## Exercise directions:
Show each line in the records below that contains the string "front".

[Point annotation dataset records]
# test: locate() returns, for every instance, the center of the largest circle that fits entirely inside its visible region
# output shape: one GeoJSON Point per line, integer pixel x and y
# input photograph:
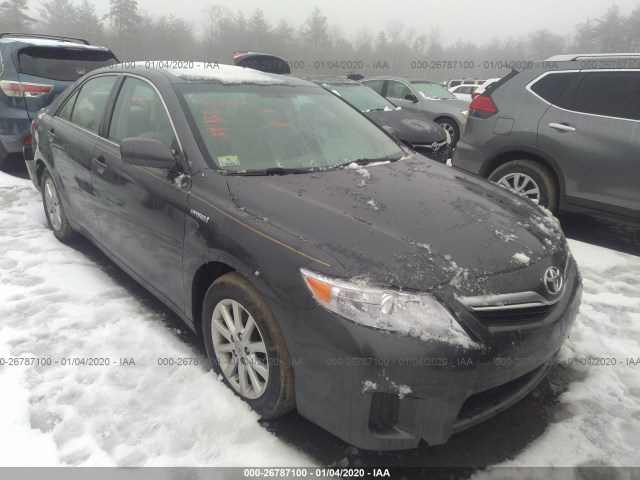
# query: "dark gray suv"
{"type": "Point", "coordinates": [565, 133]}
{"type": "Point", "coordinates": [34, 70]}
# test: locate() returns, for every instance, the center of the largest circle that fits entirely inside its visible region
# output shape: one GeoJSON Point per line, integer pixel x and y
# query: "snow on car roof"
{"type": "Point", "coordinates": [45, 42]}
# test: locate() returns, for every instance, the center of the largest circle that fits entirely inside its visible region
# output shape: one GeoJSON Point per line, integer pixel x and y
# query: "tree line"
{"type": "Point", "coordinates": [315, 45]}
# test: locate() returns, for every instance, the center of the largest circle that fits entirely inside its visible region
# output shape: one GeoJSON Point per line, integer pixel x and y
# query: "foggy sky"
{"type": "Point", "coordinates": [477, 21]}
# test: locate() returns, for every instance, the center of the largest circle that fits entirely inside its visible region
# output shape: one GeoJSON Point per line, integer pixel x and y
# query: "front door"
{"type": "Point", "coordinates": [141, 210]}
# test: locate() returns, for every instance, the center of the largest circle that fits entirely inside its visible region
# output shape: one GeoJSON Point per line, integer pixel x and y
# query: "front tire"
{"type": "Point", "coordinates": [54, 210]}
{"type": "Point", "coordinates": [245, 344]}
{"type": "Point", "coordinates": [529, 179]}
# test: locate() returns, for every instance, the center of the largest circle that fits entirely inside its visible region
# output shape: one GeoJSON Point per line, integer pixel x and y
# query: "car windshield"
{"type": "Point", "coordinates": [430, 90]}
{"type": "Point", "coordinates": [267, 129]}
{"type": "Point", "coordinates": [360, 96]}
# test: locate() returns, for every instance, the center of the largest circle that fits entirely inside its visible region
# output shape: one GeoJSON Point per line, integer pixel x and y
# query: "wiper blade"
{"type": "Point", "coordinates": [274, 171]}
{"type": "Point", "coordinates": [367, 161]}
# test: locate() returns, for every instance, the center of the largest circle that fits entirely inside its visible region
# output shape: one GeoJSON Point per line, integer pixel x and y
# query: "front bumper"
{"type": "Point", "coordinates": [468, 158]}
{"type": "Point", "coordinates": [379, 391]}
{"type": "Point", "coordinates": [441, 155]}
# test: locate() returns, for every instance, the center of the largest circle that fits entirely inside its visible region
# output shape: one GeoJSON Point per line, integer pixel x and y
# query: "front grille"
{"type": "Point", "coordinates": [515, 316]}
{"type": "Point", "coordinates": [480, 402]}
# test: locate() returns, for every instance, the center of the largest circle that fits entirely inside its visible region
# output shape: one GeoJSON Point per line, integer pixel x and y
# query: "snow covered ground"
{"type": "Point", "coordinates": [56, 303]}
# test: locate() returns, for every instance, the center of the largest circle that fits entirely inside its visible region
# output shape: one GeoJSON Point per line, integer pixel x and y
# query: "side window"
{"type": "Point", "coordinates": [376, 85]}
{"type": "Point", "coordinates": [613, 94]}
{"type": "Point", "coordinates": [139, 112]}
{"type": "Point", "coordinates": [91, 102]}
{"type": "Point", "coordinates": [398, 90]}
{"type": "Point", "coordinates": [65, 111]}
{"type": "Point", "coordinates": [551, 86]}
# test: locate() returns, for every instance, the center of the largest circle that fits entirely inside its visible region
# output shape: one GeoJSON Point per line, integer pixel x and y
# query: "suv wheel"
{"type": "Point", "coordinates": [54, 210]}
{"type": "Point", "coordinates": [528, 179]}
{"type": "Point", "coordinates": [246, 346]}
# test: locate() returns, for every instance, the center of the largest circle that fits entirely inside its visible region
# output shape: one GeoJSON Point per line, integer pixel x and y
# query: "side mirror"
{"type": "Point", "coordinates": [390, 130]}
{"type": "Point", "coordinates": [146, 152]}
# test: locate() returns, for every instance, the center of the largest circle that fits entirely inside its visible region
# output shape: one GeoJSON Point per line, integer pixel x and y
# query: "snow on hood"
{"type": "Point", "coordinates": [378, 225]}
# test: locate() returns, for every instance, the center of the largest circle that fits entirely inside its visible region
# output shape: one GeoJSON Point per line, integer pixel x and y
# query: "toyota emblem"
{"type": "Point", "coordinates": [553, 280]}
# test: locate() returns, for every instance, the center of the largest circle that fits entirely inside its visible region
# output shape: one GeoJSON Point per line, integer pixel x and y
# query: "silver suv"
{"type": "Point", "coordinates": [564, 133]}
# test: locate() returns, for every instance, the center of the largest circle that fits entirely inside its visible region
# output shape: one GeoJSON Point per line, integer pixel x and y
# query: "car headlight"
{"type": "Point", "coordinates": [417, 315]}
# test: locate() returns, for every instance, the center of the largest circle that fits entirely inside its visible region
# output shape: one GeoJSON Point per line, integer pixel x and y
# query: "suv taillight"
{"type": "Point", "coordinates": [482, 106]}
{"type": "Point", "coordinates": [26, 90]}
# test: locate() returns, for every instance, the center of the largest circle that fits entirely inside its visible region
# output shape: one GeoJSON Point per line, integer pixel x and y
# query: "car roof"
{"type": "Point", "coordinates": [403, 79]}
{"type": "Point", "coordinates": [585, 56]}
{"type": "Point", "coordinates": [206, 72]}
{"type": "Point", "coordinates": [50, 42]}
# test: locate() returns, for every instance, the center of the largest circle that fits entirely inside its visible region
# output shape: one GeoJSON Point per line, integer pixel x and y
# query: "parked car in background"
{"type": "Point", "coordinates": [481, 88]}
{"type": "Point", "coordinates": [295, 236]}
{"type": "Point", "coordinates": [424, 96]}
{"type": "Point", "coordinates": [463, 92]}
{"type": "Point", "coordinates": [34, 69]}
{"type": "Point", "coordinates": [462, 81]}
{"type": "Point", "coordinates": [414, 129]}
{"type": "Point", "coordinates": [564, 133]}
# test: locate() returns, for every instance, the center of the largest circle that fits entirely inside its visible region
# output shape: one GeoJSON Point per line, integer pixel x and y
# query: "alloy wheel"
{"type": "Point", "coordinates": [52, 204]}
{"type": "Point", "coordinates": [521, 184]}
{"type": "Point", "coordinates": [240, 349]}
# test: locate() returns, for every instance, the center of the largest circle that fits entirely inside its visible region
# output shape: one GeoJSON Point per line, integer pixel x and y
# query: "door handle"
{"type": "Point", "coordinates": [100, 163]}
{"type": "Point", "coordinates": [562, 127]}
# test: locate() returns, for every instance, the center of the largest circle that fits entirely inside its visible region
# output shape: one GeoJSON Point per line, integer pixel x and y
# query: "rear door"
{"type": "Point", "coordinates": [593, 132]}
{"type": "Point", "coordinates": [141, 210]}
{"type": "Point", "coordinates": [72, 136]}
{"type": "Point", "coordinates": [45, 72]}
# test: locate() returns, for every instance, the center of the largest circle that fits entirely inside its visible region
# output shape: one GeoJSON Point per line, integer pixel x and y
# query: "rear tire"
{"type": "Point", "coordinates": [529, 179]}
{"type": "Point", "coordinates": [54, 209]}
{"type": "Point", "coordinates": [246, 347]}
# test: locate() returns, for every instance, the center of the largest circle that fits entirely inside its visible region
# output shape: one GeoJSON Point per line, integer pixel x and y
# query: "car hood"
{"type": "Point", "coordinates": [411, 223]}
{"type": "Point", "coordinates": [409, 127]}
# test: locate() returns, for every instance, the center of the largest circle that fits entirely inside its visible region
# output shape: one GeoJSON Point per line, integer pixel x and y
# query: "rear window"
{"type": "Point", "coordinates": [62, 63]}
{"type": "Point", "coordinates": [612, 94]}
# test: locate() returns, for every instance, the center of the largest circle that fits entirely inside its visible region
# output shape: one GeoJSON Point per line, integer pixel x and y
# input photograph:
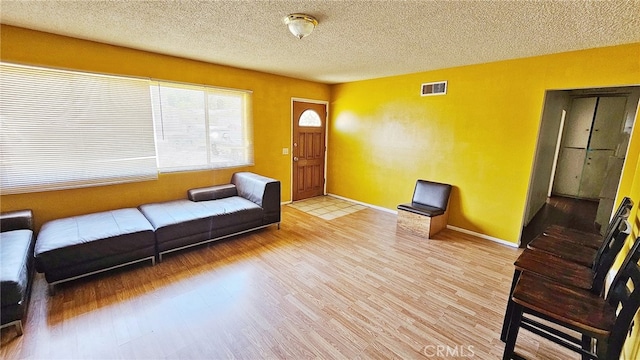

## Result:
# query: "front door"
# query: "front tire"
# query: "front bumper"
# query: "front grille"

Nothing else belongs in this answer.